Virginia Girolami will always remember that afternoon a few weeks ago when she saw the three-ring binder of licensed businesses at her lawyer's office. There, officially listed for the first time, was her own business, Upper Cusp Equine Dentistry.
"There it was, in print," she said. "I was thrilled!"
As the name of her business suggests, Girolami, a petite, energetic, 21-year-old, is going to be a horse dentist.
The very physical practice of equine dentistry, in which a person must handle large tools to file teeth the size of half a man's thumb in the mouth of a 1,000-plus-pound animal, does not attract many young women who weigh 110 pounds.
But that doesn't seem to make Girolami think twice. On a recent afternoon, she was busy hoisting feed and large buckets of water and throwing around wheelbarrows of manure. She said she just hopes that potential clients won't look at her and say, "But look at you! You're just a half-pint!"
Not to mention that she just graduated from Northern Virginia Community College in Sterling in May with a degree as a veterinary technician. But her prospects seem exciting and possible, not strange, to Girolami, who comes from a family of entrepreneurs.
Her mother, Jeanne, has owned Creature Comforts, an animal-sitting business, for about 14 years, and her father, Louis, has his own masonry business, Blue Ridge Tile. "I had to learn the ropes as I went," Jeanne said. "Fortunately, I'm able to share that with her."
Girolami's parents gave her the confidence to start her business in equine dentistry, something in which she has been interested for years. But she has had to overcome obstacles related to her age.

(CHECK YOUR UNDERSTANDING):
a) Answer these from the article on the young horse dentist:
(i) What is the name of Girolami's business?
(ii) Which school did she graduate from in May?
(iii) What business does her mother, Jeanne, own?
b) Please go on with the article about the young horse dentist, picking up after its final sentence.
The listing after this article isn't needed here.

(DATA SHOWN):
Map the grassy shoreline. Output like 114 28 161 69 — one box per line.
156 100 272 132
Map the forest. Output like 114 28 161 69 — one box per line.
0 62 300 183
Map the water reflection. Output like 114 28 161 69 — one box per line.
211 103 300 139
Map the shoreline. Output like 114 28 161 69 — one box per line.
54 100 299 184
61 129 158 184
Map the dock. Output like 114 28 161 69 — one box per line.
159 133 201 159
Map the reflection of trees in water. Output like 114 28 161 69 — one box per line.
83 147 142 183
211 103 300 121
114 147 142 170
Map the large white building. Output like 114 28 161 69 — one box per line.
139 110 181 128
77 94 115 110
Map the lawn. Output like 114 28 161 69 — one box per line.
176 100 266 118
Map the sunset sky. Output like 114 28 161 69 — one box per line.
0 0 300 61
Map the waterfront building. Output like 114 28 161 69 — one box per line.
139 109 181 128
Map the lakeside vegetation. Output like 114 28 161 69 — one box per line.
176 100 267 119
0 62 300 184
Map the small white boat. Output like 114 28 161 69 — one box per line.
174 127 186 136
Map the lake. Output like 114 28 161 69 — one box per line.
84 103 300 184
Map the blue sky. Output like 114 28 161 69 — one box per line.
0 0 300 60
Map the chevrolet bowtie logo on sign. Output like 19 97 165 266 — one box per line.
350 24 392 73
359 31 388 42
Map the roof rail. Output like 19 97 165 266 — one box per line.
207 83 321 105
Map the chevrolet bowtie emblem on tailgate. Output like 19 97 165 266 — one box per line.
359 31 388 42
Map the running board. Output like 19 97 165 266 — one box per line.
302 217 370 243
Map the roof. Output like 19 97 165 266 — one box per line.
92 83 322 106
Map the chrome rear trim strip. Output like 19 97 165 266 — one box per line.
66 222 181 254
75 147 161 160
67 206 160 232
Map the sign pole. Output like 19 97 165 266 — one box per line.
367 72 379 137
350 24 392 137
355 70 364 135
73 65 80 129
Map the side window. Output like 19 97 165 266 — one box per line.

(RESULTS OF THE EXERCISE):
a)
(i) Upper Cusp Equine Dentistry
(ii) Northern Virginia Community College in Sterling
(iii) Creature Comforts, an animal-sitting business

b)
She was denied a small-business loan by First Union bank in Purcellville because she had not established much credit, and she didn't want her parents to co-sign a loan. "Who starts a business with a loan co-signed by their parents?" she said. The bank could offer only a few thousand dollars.
So she did something she wouldn't recommend for most people: applied for, and received, two zero percent interest credit cards, both with $10,000 limits. She plans to pay $500 toward each card monthly until the debt is paid.
She used the cards to buy $10,000 worth of equipment, pay $5,000 for dental school tuition and allotted about $3,000 for advertising. The idea is to set up everything before she leaves for dentistry school in February and then start the business when she returns in April.
Girolami will attend the American School of Equine Dentistry, run by veterinarian Raymond Hyde of Purcellville. The four-week course is being offered in New Zealand because there are so many New Zealanders interested, Hyde said.
Many people who practice equine dentistry do so without schooling. It is legal, but some practitioners prefer the schooling in addition to an apprenticeship. Girolami has apprenticed with Hyde and Leslie Houston, another equine dentist in the area.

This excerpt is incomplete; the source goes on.